Repeat the data word for word and skip the pictures.

──────── Extracted material

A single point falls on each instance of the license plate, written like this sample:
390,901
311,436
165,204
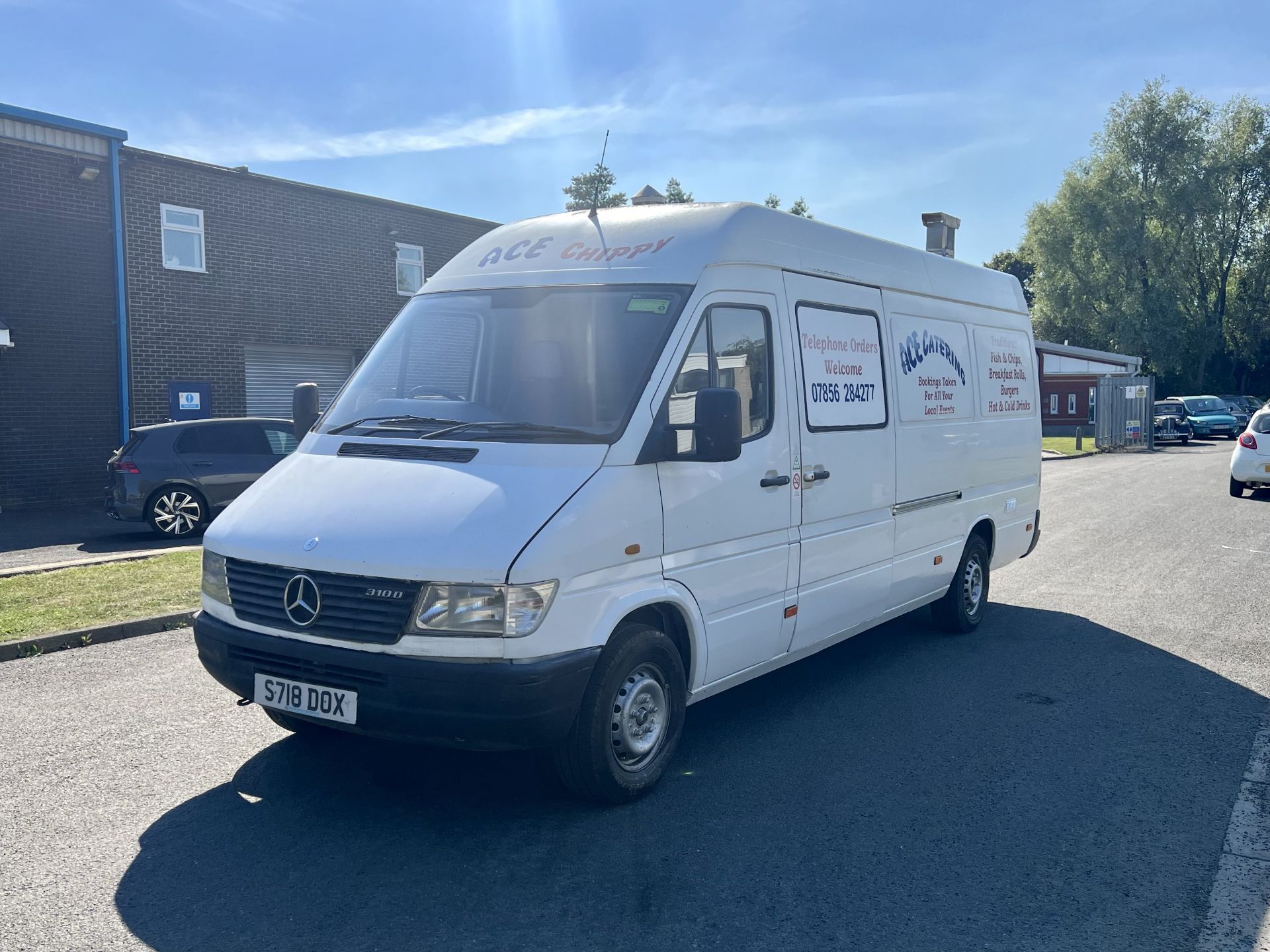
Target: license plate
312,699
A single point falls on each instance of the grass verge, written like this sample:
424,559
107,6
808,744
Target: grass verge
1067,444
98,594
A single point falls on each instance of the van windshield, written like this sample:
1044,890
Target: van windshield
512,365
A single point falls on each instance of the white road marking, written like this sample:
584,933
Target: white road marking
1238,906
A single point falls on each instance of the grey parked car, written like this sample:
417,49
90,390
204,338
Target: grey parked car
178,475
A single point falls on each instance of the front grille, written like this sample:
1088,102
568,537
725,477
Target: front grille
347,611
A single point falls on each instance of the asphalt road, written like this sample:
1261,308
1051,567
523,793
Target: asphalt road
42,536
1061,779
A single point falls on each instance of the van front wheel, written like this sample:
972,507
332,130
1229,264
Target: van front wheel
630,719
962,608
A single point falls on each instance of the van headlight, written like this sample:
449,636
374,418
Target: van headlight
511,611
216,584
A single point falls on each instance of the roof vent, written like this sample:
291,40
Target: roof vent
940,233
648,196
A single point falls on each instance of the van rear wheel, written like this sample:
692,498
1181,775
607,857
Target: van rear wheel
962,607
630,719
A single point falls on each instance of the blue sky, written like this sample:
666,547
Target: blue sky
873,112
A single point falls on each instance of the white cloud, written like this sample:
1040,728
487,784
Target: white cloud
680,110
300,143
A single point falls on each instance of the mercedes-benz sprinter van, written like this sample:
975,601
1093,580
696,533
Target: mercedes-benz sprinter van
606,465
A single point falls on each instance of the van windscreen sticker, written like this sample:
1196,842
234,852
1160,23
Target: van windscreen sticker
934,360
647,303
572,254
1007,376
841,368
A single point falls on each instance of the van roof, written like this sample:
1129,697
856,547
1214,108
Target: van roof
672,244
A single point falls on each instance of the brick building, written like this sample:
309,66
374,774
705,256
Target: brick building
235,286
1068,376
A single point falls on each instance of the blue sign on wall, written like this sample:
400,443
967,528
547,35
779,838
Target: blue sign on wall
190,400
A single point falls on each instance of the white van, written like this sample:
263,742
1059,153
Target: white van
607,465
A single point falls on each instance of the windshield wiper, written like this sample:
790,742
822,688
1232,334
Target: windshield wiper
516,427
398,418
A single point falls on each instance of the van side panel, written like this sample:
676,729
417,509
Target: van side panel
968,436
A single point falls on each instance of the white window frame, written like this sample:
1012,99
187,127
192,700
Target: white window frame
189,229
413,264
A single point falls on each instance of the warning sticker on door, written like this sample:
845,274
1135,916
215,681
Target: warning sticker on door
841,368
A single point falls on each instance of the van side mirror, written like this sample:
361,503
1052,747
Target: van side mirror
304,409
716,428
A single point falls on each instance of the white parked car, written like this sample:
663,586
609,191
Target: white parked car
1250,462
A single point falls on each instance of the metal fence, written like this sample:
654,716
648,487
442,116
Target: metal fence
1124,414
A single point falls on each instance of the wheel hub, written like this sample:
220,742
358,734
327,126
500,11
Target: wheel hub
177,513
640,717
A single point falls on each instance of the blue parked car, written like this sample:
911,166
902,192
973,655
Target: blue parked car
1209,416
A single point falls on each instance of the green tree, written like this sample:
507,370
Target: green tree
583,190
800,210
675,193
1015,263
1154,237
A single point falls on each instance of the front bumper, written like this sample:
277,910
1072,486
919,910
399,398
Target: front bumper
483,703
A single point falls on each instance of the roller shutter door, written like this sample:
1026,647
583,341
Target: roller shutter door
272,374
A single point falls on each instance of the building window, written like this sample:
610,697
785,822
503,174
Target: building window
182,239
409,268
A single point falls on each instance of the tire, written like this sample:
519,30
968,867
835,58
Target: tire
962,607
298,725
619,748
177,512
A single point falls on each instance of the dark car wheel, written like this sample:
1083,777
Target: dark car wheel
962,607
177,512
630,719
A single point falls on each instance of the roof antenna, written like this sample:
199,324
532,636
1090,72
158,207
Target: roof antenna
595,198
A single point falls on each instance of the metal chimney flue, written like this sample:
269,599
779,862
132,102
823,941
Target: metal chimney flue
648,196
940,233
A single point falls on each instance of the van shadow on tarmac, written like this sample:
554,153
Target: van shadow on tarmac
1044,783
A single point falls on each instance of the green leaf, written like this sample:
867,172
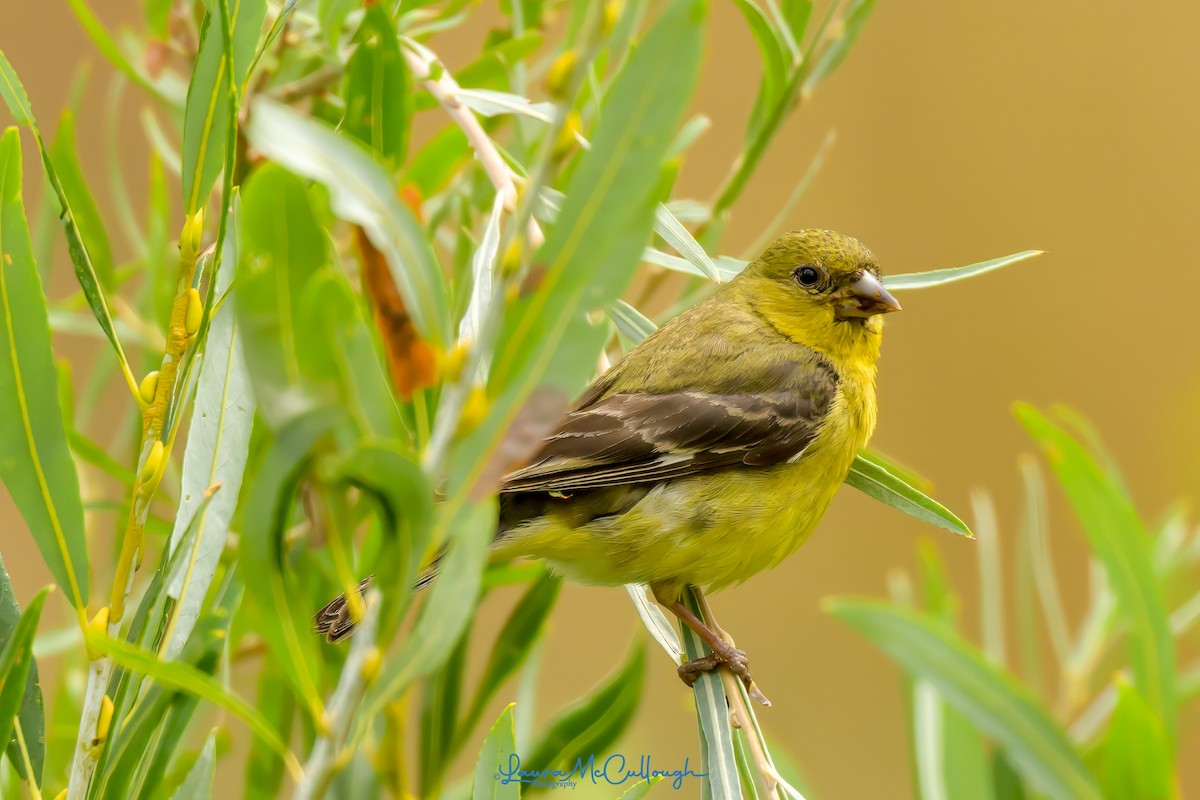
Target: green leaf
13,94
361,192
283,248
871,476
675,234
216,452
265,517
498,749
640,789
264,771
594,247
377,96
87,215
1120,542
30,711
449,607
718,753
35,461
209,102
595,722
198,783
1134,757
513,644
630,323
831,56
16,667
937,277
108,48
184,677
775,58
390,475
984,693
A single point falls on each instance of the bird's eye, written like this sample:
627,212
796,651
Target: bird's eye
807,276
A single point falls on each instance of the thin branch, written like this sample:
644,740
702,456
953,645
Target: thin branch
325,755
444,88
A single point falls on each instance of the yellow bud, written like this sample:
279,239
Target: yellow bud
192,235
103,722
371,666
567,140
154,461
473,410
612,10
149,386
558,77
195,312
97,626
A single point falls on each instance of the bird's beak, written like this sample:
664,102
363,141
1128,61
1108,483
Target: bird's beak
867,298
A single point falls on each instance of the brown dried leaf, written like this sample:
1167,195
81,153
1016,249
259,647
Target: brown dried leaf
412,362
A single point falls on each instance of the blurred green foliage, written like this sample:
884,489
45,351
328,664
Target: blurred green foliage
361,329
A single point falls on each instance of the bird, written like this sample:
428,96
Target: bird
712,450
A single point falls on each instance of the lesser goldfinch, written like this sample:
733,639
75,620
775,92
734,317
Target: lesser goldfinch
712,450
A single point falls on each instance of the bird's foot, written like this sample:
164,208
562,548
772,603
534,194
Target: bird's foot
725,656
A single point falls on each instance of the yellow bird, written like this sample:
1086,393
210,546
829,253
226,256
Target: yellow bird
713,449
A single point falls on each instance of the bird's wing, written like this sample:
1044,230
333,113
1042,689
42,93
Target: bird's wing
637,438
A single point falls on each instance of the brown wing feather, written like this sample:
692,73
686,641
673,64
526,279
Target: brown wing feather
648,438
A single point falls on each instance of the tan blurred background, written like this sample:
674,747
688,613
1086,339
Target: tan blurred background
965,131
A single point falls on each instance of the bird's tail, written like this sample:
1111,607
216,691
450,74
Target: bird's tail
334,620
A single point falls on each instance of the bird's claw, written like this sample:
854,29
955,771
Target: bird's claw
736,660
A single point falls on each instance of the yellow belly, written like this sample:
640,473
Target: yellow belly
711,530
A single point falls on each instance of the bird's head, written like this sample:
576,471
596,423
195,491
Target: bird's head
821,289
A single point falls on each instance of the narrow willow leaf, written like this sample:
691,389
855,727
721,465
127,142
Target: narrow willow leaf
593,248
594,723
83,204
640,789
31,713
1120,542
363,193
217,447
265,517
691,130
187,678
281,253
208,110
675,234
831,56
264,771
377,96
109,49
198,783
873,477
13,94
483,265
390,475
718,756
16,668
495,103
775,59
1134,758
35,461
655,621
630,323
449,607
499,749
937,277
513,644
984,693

────────────────

▸ Answer to this task
A single point falls on each instance of the license plate, written like this sample:
390,901
311,436
165,204
Target: license plate
312,699
A single point falls on each instance of the grass verge, written like this sample:
424,559
107,6
808,744
Target: grass verge
1067,444
98,594
A single point falls on each instance of the van windshield, written like this sample:
1044,890
Target: van windshield
512,365
A single point falls on each instance of the white road marking, written like this sample:
584,933
Target: white road marking
1238,906
A single point falls on each instance of the grey parked car, written like this sample:
417,49
90,390
204,338
Target: grey parked car
178,475
A single point falls on each instance of the front grille, written like this sample:
1088,102
568,537
725,477
Target: front grille
347,611
A single point falls on each instance of the asphalt road, written like this sample:
1261,308
1051,567
523,793
Target: asphalt road
42,536
1061,779
A single point falls on each instance of the van front wheel, written like this sample:
972,507
332,130
1229,264
Target: van front wheel
630,719
962,608
A single point falls on each instance of the van headlight, written like this sample:
449,636
374,418
Target: van headlight
511,611
216,584
A single point falls on each instance of the roof vent, written like this sample:
291,40
Target: roof vent
940,233
648,196
A single point falls on each instance of the van rear wheel, written like this sample:
692,498
1181,775
607,857
Target: van rear wheel
962,607
630,719
A single point falls on each instance of the blue sky, written like this sample:
666,547
Target: blue sky
873,112
A single point falls on each instance of the white cloud, written like this sample:
1040,728
487,784
Target: white cloud
680,110
300,143
A single point falls on each instance of the mercedes-benz sprinter van, written like this sample:
975,601
1093,580
696,533
Target: mercedes-benz sprinter van
606,465
A single point falls on each instance of the van windscreen sticker, written like this sample:
1196,842
234,852
1160,23
Target: van windscreen sticker
934,360
647,303
572,254
1007,376
841,368
A single point falls on each instance of the van roof, written like this sample:
1129,697
856,547
1214,108
Target: van roof
672,244
A single point falls on each instance of the brick building, written like this sample:
309,66
374,774
705,256
Target: brick building
235,286
1068,376
A single point falls on each instance of the blue sign on wall, written like this sample:
400,443
967,528
547,35
779,838
Target: blue sign on wall
190,400
A single point falls on each instance of the white van, written like this sample:
263,742
1059,153
Target: white van
607,465
A single point falls on each instance of the windshield wiper, written like this sample:
790,742
822,688
1232,334
Target: windshield wiper
516,427
398,418
A single point falls on each instance of the van side panel, written like this sample:
676,729
417,509
Target: van side panel
968,436
A single point falls on each instance of the white window frame, written like this sample:
1012,99
187,127
192,700
Target: white window frame
189,229
413,264
A single point falls on each instance of the warning sticker on door, written like this sample:
845,274
1135,916
215,681
Target: warning sticker on door
841,368
A single point falls on each instance of the van side mirror, written like this sample:
361,503
1052,747
Target: van side mirror
304,409
716,428
A single point falls on each instance of the white parked car, written like this sample:
663,586
609,191
Target: white parked car
1250,462
A single point falls on each instance of the metal fence, written like this sample:
654,716
648,487
442,116
Target: metal fence
1124,414
A single point falls on each instance of the wheel hub, written like this sample:
220,742
358,734
327,126
500,11
Target: wheel hub
177,513
640,717
A single point falls on each instance of the blue parked car, written like this sample:
911,166
902,192
973,655
Target: blue parked car
1209,416
A single point falls on each instance of the green tree, written like this sample:
507,370
Target: green tree
583,190
800,210
675,193
1015,263
1154,237
A single point falls on each instance of the front bumper, written like this sample:
277,910
1072,486
919,910
399,398
Target: front bumper
483,703
A single point falls on each instance of the roller shutter door, written like this sample:
1026,647
583,341
Target: roller shutter door
272,374
A single point falls on each instance of the building window, written like this sample:
610,697
785,822
503,174
Target: building window
182,239
409,268
A single point falls on each instance of the tire, written like this sample:
519,30
968,867
835,58
Target: tire
962,607
298,725
619,748
177,512
A single point falls on each instance of the dark car wheel, written like this sample:
1083,777
Target: dark car wheel
962,607
177,512
630,719
A single point falls on each instance of the roof antenna, written like this sample:
199,324
532,636
1090,72
158,207
Target: roof antenna
595,198
A single point falls on each instance of the metal chimney flue, written like this sample:
269,599
779,862
132,102
823,941
Target: metal chimney flue
648,196
940,233
A single point falls on each instance of the van shadow on tarmac, written like this sample:
554,153
Target: van shadow on tarmac
1044,783
A single point falls on each instance of the green leaf, written like this sample:
867,172
Target: green leaf
13,94
361,192
283,248
871,476
675,234
216,452
265,517
498,749
640,789
264,771
594,247
377,96
87,215
1120,542
30,711
449,607
718,753
35,461
209,102
595,722
198,783
1134,757
513,644
630,323
831,56
16,667
937,277
108,48
184,677
775,58
390,475
984,693
A single point falls on each instance of the bird's eye, written like this sample:
627,212
796,651
Target: bird's eye
807,276
A single point falls on each instance of the thin branch, written like this sample:
644,740
702,456
953,645
Target: thin branch
325,755
444,88
A single point falls on each instance of the yellow bud, written like this sample:
279,239
Target: yellow bud
192,235
103,722
371,666
567,140
154,461
473,410
612,10
149,386
558,77
195,312
97,626
A single point falls on each instance of the bird's beak, written like this sample:
664,102
363,141
1128,61
1108,483
Target: bird's beak
867,298
A single point falls on each instance of the brown dried leaf, written like this sample:
1167,195
81,153
1016,249
259,647
Target: brown dried leaf
412,362
A single point falls on each instance of the blurred green foliage, written like this sample:
884,489
45,351
328,664
Target: blurred green foliage
361,329
A single point falls on each instance of the bird, written like this sample:
428,96
Target: bird
712,450
A single point falls on each instance of the lesser goldfinch, written like this sample:
733,639
75,620
775,92
734,317
Target: lesser goldfinch
712,450
A single point falls on each instance of the bird's foot, written like this sample:
164,208
562,548
772,603
534,194
Target: bird's foot
725,656
A single point falls on each instance of the yellow bird, written like this sample:
1086,393
210,546
829,253
226,256
Target: yellow bird
713,449
A single point falls on each instance of the bird's wing, written like this sample:
1044,230
333,113
1042,689
42,93
Target: bird's wing
637,438
A single point falls on each instance of the brown wing feather, written like this sample:
692,73
686,641
673,64
526,279
Target: brown wing feather
648,438
A single point falls on each instance of the tan blurred background, written like this sample:
674,747
688,613
1086,339
Target: tan blurred background
965,131
A single point falls on each instance of the bird's tail, written like this sample:
1111,607
216,691
450,74
Target: bird's tail
334,620
A single point falls on each instance of the bird's claw, written like this sample:
854,29
955,771
Target: bird's claw
736,660
A single point falls on each instance of the yellow belly, written like this sample:
640,473
Target: yellow belly
711,530
A single point falls on each instance of the bird's head, written like this sample:
576,471
596,423
195,491
Target: bird's head
821,289
A single point falls on each instance of the narrow willow leaf, written like this sample:
691,389
855,727
721,465
127,142
Target: narrow willow leaf
593,248
594,723
83,204
640,789
31,713
1120,542
363,193
217,447
265,517
691,130
187,678
281,253
208,110
675,234
831,56
264,771
377,96
109,49
198,783
873,477
13,94
483,265
390,475
718,756
16,668
495,103
775,59
1134,758
35,461
655,621
630,323
449,607
499,749
937,277
513,644
984,693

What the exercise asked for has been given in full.